**Page**
+---+
The first two steps of the backpropagation algorithm can be traced out in a computational graph, where we compute the intermediate values and their local gradients during the forward pass, and then apply the chain rule in reverse order during the backward pass to compute the global gradients with respect to the parameters.

flowchart LR
  w --- mul1(($$\times$$))
  x --- mul1
  mul1 --> z
  z --- add(($$+$$))
  y --- mul2(($$\times$$))
  -1 --- mul2
  mul2 --> neg_y["(-y)"]
  neg_y --- add
  add --> e
  e --- pow2(($$\square^2$$))
  pow2 --> L

The computational graph above also reflects a common technique employed in autodiff implementations to handle different operations in a unified way. For example, subtraction is represented as adding a negative number, and negation of a number is represented as multiplication by \(-1\).⁴

⁴ You may wonder why then we don’t just represent \(e^2\) as a multiplication of \(e\) with itself. The reason is that we decide to treat it as a special case of a power operation, where the power 2.

Evertyhing in a node

With the computational graph in mind, the key is to create a data structure for the nodes (the square boxes) in the graph.

In a sense, a node is a special kind of “number” (comparing to the Python’s built-in float or int type) that not only has a value and performs operations with other “numbers”, but also stores the information needed to compute the gradients during the backward pass.

Therefore, a node should keep track of the following information:

its current value: computed during the forward pass.
its “global” gradient: the derivative of the loss with respect to the node, calculated during the backward pass.
its dependencies: the nodes from which it was computed. They act as “child” nodes and allow reverse traversal of the graph from the loss back to the parameters.
+---+
**Dataset rows**
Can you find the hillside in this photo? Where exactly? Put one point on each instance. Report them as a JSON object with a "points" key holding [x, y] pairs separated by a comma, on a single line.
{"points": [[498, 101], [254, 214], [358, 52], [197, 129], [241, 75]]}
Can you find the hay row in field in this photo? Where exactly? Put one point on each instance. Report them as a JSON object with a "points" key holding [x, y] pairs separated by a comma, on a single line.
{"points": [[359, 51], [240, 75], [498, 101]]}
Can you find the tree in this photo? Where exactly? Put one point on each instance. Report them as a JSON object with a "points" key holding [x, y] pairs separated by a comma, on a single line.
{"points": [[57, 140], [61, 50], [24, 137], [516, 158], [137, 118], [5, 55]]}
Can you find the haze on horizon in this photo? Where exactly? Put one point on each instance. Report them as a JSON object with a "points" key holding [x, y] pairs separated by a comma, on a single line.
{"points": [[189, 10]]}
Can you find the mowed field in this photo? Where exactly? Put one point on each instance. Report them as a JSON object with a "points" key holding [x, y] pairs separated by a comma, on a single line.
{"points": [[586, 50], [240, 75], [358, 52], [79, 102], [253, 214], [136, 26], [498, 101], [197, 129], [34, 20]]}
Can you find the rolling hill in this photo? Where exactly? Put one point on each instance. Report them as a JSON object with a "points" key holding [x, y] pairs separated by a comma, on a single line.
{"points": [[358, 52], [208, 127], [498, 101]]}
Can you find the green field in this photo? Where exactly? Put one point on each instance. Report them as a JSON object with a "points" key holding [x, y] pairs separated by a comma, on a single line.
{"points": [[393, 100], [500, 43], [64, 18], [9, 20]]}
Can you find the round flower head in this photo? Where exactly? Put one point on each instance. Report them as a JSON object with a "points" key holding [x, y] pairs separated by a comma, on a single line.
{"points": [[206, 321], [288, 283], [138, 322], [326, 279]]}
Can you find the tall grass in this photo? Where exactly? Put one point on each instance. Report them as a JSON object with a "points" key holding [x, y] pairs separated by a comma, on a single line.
+---+
**What you will do**
**A)** Reproduce the entire backpropagation text word for word.
**B)** Identify each line of the listing that contains the string "field", and copy those lines. Matches must have the same capitalization.
The listing is unrelated to the backpropagation text.

**Solved tasks**
**A)**
The first two steps of the backpropagation algorithm can be traced out in a computational graph, where we compute the intermediate values and their local gradients during the forward pass, and then apply the chain rule in reverse order during the backward pass to compute the global gradients with respect to the parameters.

flowchart LR
  w --- mul1(($$\times$$))
  x --- mul1
  mul1 --> z
  z --- add(($$+$$))
  y --- mul2(($$\times$$))
  -1 --- mul2
  mul2 --> neg_y["(-y)"]
  neg_y --- add
  add --> e
  e --- pow2(($$\square^2$$))
  pow2 --> L

The computational graph above also reflects a common technique employed in autodiff implementations to handle different operations in a unified way. For example, subtraction is represented as adding a negative number, and negation of a number is represented as multiplication by \(-1\).⁴

⁴ You may wonder why then we don’t just represent \(e^2\) as a multiplication of \(e\) with itself. The reason is that we decide to treat it as a special case of a power operation, where the power 2.

Evertyhing in a node

With the computational graph in mind, the key is to create a data structure for the nodes (the square boxes) in the graph.

In a sense, a node is a special kind of “number” (comparing to the Python’s built-in float or int type) that not only has a value and performs operations with other “numbers”, but also stores the information needed to compute the gradients during the backward pass.

Therefore, a node should keep track of the following information:

its current value: computed during the forward pass.
its “global” gradient: the derivative of the loss with respect to the node, calculated during the backward pass.
its dependencies: the nodes from which it was computed. They act as “child” nodes and allow reverse traversal of the graph from the loss back to the parameters.

**B)**
Can you find the hay row in field in this photo? Where exactly? Put one point on each instance. Report them as a JSON object with a "points" key holding [x, y] pairs separated by a comma, on a single line.
Can you find the mowed field in this photo? Where exactly? Put one point on each instance. Report them as a JSON object with a "points" key holding [x, y] pairs separated by a comma, on a single line.
Can you find the green field in this photo? Where exactly? Put one point on each instance. Report them as a JSON object with a "points" key holding [x, y] pairs separated by a comma, on a single line.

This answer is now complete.